**Selected text**
·····

An expert on theft perpetrated by clerics told The Pillar that without clear consequences for priests who steal, the problem of financial malfeasance in the Church is likely to continue.
Father Robert Henry, 75, was sentenced last year to five years probation, after he pled guilty to stealing $270,155 from his parish, St. Matthew & Our Lady of Perpetual Help, which has churches in Hastings on Hudson and Ardsley, New York.
The priest reached a plea deal in the case, leaving little court testimony to indicate the reason for the theft.
But charging documents obtained by The Pillar indicate that the priest stole the money during a single week in March 2022, and that the theft was caught during an audit conducted by the New York archdiocese.
In an April 10, 2022 parish bulletin, Bishop Edward Whelan, archdiocesan vicar for clergy, told parishioners that the archdiocese had notified law enforcement officials about an “improper application of parish funds,” presumably on the part of Fr. Henry.
By the next week, Henry was no longer listed as the parish’s pastor, and a temporary administrator had been appointed in his place.
The legal proceedings against Henry took more than a year, but in May 2023, the priest pled guilty to grand larceny. Henry was sentenced in August 2023 to five years probation and a $325 fine.
Henry’s sentencing documents did not include a restitution order for the money stolen from the parish.

·····

**Listed entries**
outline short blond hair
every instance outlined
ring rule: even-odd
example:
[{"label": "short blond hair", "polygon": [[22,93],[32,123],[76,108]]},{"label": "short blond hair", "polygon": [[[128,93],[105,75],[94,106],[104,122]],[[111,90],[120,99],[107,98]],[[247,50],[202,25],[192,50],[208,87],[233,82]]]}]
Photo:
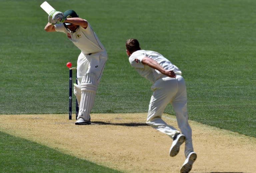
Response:
[{"label": "short blond hair", "polygon": [[126,40],[125,46],[126,47],[126,50],[131,54],[140,50],[139,41],[135,38],[130,38]]}]

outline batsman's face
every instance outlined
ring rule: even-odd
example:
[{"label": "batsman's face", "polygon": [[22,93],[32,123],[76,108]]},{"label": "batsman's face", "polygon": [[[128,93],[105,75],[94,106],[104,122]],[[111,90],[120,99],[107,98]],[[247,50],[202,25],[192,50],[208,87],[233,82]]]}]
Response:
[{"label": "batsman's face", "polygon": [[76,25],[74,24],[71,24],[67,25],[67,27],[70,31],[74,32],[76,31],[78,27],[79,27],[79,25]]}]

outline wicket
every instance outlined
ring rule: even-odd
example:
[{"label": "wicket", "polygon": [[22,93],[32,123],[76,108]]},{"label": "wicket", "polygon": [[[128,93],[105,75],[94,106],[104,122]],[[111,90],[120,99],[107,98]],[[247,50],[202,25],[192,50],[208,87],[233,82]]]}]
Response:
[{"label": "wicket", "polygon": [[[73,95],[72,92],[72,77],[73,70],[76,70],[76,83],[77,84],[77,70],[75,67],[69,68],[69,119],[72,119],[72,96]],[[78,107],[78,102],[76,98],[76,119],[77,119],[77,116],[78,115],[78,112],[79,111],[79,107]]]}]

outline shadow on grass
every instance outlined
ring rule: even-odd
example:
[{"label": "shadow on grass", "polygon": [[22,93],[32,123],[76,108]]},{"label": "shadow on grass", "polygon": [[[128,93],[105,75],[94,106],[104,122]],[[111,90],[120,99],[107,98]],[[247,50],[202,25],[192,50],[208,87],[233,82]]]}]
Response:
[{"label": "shadow on grass", "polygon": [[145,123],[112,123],[103,121],[92,121],[92,125],[111,125],[112,126],[121,126],[130,127],[137,127],[139,126],[148,126]]}]

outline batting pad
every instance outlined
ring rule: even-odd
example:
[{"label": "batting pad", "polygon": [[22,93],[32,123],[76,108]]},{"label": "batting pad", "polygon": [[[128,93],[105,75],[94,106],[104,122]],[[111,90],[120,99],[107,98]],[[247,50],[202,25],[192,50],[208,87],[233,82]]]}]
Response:
[{"label": "batting pad", "polygon": [[81,100],[77,118],[83,118],[85,121],[91,119],[90,113],[92,109],[96,97],[98,82],[95,75],[86,73],[81,82]]},{"label": "batting pad", "polygon": [[79,105],[81,101],[81,88],[79,87],[78,85],[75,83],[74,84],[74,94],[76,97],[76,99]]},{"label": "batting pad", "polygon": [[95,75],[92,73],[86,73],[83,76],[81,82],[81,91],[96,92],[98,82]]}]

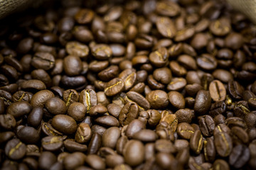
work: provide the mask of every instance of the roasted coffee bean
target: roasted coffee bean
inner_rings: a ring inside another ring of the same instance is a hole
[[[127,92],[124,100],[127,100],[127,102],[135,103],[140,110],[148,110],[150,108],[149,99],[146,99],[142,95],[137,92]]]
[[[39,139],[40,136],[38,131],[29,126],[22,127],[16,132],[17,137],[26,144],[35,144]]]
[[[169,53],[165,47],[161,47],[149,55],[149,61],[155,67],[161,67],[164,66],[168,61]]]
[[[65,148],[70,152],[86,152],[87,149],[87,145],[78,143],[70,139],[65,140],[63,144]]]
[[[223,159],[217,159],[213,163],[213,169],[230,169],[228,164]]]
[[[42,123],[42,130],[48,136],[60,136],[63,135],[54,129],[48,123]]]
[[[18,160],[26,154],[26,145],[18,139],[13,139],[6,144],[4,152],[9,159]]]
[[[204,136],[208,137],[213,134],[215,123],[212,117],[206,115],[198,117],[200,130]]]
[[[223,131],[221,126],[217,125],[214,130],[214,144],[219,155],[225,157],[230,154],[233,144],[230,135]]]
[[[134,69],[127,69],[119,74],[119,78],[124,81],[125,84],[124,90],[127,91],[134,85],[137,79],[137,74]]]
[[[50,152],[43,152],[38,159],[38,166],[41,169],[49,169],[57,162],[56,156]]]
[[[195,28],[193,26],[188,26],[177,31],[174,40],[177,42],[183,41],[191,38],[195,34]]]
[[[156,20],[156,28],[159,33],[166,38],[174,38],[176,33],[173,21],[168,17],[159,17]]]
[[[68,55],[64,58],[63,69],[68,76],[77,76],[82,71],[82,61],[77,57]]]
[[[42,90],[35,94],[31,100],[31,104],[33,107],[43,108],[48,99],[54,97],[53,92],[48,90]]]
[[[98,44],[92,48],[92,54],[97,60],[105,60],[112,57],[112,51],[107,45]]]
[[[93,169],[105,169],[105,162],[97,154],[89,154],[86,157],[85,162]]]
[[[195,132],[194,128],[187,123],[181,123],[178,124],[177,133],[182,138],[189,140]]]
[[[37,128],[43,119],[43,111],[42,108],[33,108],[28,116],[28,124]]]
[[[249,149],[244,145],[238,144],[233,149],[229,157],[229,163],[232,166],[240,169],[247,162],[249,158]]]
[[[233,98],[240,99],[244,89],[238,81],[230,80],[228,84],[228,91]]]
[[[114,78],[107,83],[106,88],[104,89],[104,93],[107,96],[112,96],[122,92],[124,90],[124,88],[125,84],[124,81],[119,78]]]
[[[82,93],[82,92],[81,92]],[[78,101],[79,94],[74,89],[68,89],[63,92],[63,101],[68,107],[71,103]]]
[[[196,113],[204,115],[210,109],[211,98],[209,91],[200,90],[196,97],[194,110]]]
[[[158,137],[153,130],[144,129],[134,134],[132,138],[144,142],[151,142],[156,141]]]
[[[168,98],[174,108],[177,109],[185,108],[185,99],[181,94],[177,91],[170,91],[168,93]]]
[[[161,90],[151,91],[146,95],[146,99],[149,101],[152,108],[164,108],[169,104],[167,94]]]
[[[70,116],[57,115],[53,117],[52,125],[54,128],[64,134],[73,134],[77,130],[77,123]]]
[[[120,135],[121,132],[118,128],[112,127],[108,128],[102,135],[102,146],[114,149]]]
[[[47,151],[57,151],[60,149],[63,144],[63,140],[61,137],[48,136],[42,138],[42,147]]]
[[[125,135],[128,137],[132,138],[135,133],[145,128],[145,123],[139,120],[139,119],[134,119],[128,125],[127,128],[126,128]]]
[[[28,114],[32,109],[31,105],[26,101],[13,103],[7,108],[6,113],[12,115],[14,118],[18,118],[24,115]]]
[[[112,115],[100,116],[95,120],[95,123],[105,127],[119,126],[118,120]]]
[[[67,170],[75,169],[85,164],[86,156],[80,152],[67,155],[63,159],[63,166]]]
[[[70,105],[67,113],[76,121],[82,121],[85,119],[86,113],[85,106],[78,102],[74,102]]]
[[[54,67],[55,58],[48,52],[38,52],[32,58],[31,64],[36,69],[48,70]]]
[[[210,82],[209,86],[210,97],[215,101],[224,101],[226,96],[226,90],[224,85],[218,80]]]
[[[70,41],[67,42],[65,45],[65,50],[70,55],[75,55],[81,58],[86,57],[89,54],[89,47],[86,45],[76,41]],[[79,60],[78,60],[76,64],[78,64],[78,66],[80,67]]]
[[[127,103],[121,110],[119,122],[122,126],[128,125],[139,116],[139,106],[134,103]]]
[[[161,84],[167,84],[171,81],[171,72],[168,68],[159,68],[154,71],[153,77]]]
[[[190,147],[196,153],[199,154],[203,149],[203,139],[200,130],[196,130],[190,139]]]
[[[191,123],[194,117],[193,110],[188,108],[179,109],[175,113],[175,115],[177,117],[178,123],[185,122]]]
[[[50,98],[46,101],[46,108],[54,115],[65,114],[67,110],[65,102],[56,97]]]
[[[98,133],[94,133],[90,142],[87,152],[88,154],[96,154],[102,144],[102,137]]]
[[[127,164],[137,166],[144,159],[144,146],[139,140],[129,140],[126,143],[122,154]]]
[[[183,89],[187,84],[186,80],[184,78],[173,78],[171,82],[167,86],[167,90],[169,91],[181,91]]]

·····

**Task details**
Transcribe the passage of the article on the parish theft word for word, between "But charging documents" and "New York archdiocese.", inclusive.

**Solution to the exercise**
But charging documents obtained by The Pillar indicate that the priest stole the money during a single week in March 2022, and that the theft was caught during an audit conducted by the New York archdiocese.